DOCUMENT:
§ §
To be honest, the downswing is mostly confined to the self-employed - those industries that need photographers will always need photographers. And skilled, educated ones at that. I would say that if you're looking to get a career in photography, skip the freelance thing and get a degree and find a institution that's hiring. Better than competing against the hordes of people with a camera and dealing with your own health insurance and retirement.

I've been both, and will never go back to the self-employed role. Never. I'll work for Burger King first. Luckily, the field I'm in is growing and stable.

Matthew Saville's picture

I hope you mean, "get a [business] degree", because getting a degree in photography is almost useless compared to sheer on-the-job training. You can learn enough to score a position as a "staff" photographer in your local community college's photo program for a few dollars; spending $100-200K to learn /just/ photography is an absolutely terrible idea.

Get a degree in marketing, business management, sales, finance, ...anything /but/ photography. Then, just bust your ass to grow your talent and reputation, and the $$$ will much more steadily than any other method.

Carlton Canary's picture

I have to admit, I do have a BFA in photography. No one has ever asked me if I have a degree, and I usually don't tell clients. Ultimately if your work is up to snuff, and you are a solid relationship builder, you'll likely be fine. The value of a degree (especially in the arts) is often very intangible. That said, I personally learned really well in that setting and was exposed to a lot of concepts that I think most people who study photography only as a commercial practice are really not exposed to. I'm not sure it has much value to my business, but It definitely informs my work.

Mr Hogwallop's picture

If at some time you want to teach at a legit school or get a corporate or government job a degree is necessary. For the most part, no degree, no job unless you are a special case.

Carlton Canary's picture

Often if you want to teach you also need an MFA. But Considering popular opinion regarding degrees in photography, those programs are starting to really suffer. Though I still maintain there is value in higher education. You are right, in those areas a degree is likely needed.

user-206386's picture

You must be talking about being self-employed, and I agree - if you want to be a self-employed/business owner/photographer/marketer/bookkeeper/janitor you should absolutely skip the photography degree.

If you want a job with an established institution with established photographer roles and established job descriptions, don't even bother handing in your resume without at least a BA in photo on it.
§ §
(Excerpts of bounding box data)
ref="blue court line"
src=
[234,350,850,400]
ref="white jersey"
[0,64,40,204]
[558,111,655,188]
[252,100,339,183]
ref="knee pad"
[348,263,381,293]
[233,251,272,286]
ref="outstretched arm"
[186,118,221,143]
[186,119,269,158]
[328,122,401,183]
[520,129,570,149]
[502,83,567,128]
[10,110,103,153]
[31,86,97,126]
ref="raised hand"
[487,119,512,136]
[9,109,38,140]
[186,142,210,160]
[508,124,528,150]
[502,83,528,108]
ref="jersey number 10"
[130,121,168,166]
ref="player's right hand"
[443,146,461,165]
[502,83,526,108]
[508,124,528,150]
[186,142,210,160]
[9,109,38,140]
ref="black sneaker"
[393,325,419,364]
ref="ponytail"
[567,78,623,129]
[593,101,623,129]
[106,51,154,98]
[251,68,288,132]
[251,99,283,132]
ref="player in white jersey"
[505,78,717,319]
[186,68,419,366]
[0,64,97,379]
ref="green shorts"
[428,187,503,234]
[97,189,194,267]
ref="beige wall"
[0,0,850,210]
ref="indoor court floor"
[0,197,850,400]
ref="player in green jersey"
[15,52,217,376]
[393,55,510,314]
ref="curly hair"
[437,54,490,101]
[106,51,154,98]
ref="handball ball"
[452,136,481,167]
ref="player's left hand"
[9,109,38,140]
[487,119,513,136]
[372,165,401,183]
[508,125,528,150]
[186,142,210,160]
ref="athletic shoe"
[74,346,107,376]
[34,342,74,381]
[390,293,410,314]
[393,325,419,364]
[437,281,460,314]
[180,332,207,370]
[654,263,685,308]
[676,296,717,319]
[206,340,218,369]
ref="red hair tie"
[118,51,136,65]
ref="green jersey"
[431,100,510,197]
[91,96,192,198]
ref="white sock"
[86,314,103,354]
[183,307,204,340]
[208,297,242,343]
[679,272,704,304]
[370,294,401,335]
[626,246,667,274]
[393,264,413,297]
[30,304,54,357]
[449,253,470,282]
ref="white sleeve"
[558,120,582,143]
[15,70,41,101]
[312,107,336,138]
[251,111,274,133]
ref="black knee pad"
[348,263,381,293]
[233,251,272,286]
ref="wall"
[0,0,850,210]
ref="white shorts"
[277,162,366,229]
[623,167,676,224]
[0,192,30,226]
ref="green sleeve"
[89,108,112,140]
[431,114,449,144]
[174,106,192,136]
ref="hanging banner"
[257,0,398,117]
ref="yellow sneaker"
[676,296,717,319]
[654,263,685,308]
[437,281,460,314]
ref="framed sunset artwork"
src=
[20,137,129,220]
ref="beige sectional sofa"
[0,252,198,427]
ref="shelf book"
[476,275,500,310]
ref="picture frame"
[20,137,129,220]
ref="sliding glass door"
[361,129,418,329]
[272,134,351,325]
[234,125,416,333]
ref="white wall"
§ §
YOUR OBJECTIVE:
The sentence in the photography degree discussion that begins "You must be talking about being self-employed" lists several roles separated by slashes. List every one of those roles.

THE REPLY:
self-employed, business owner, photographer, marketer, bookkeeper, janitor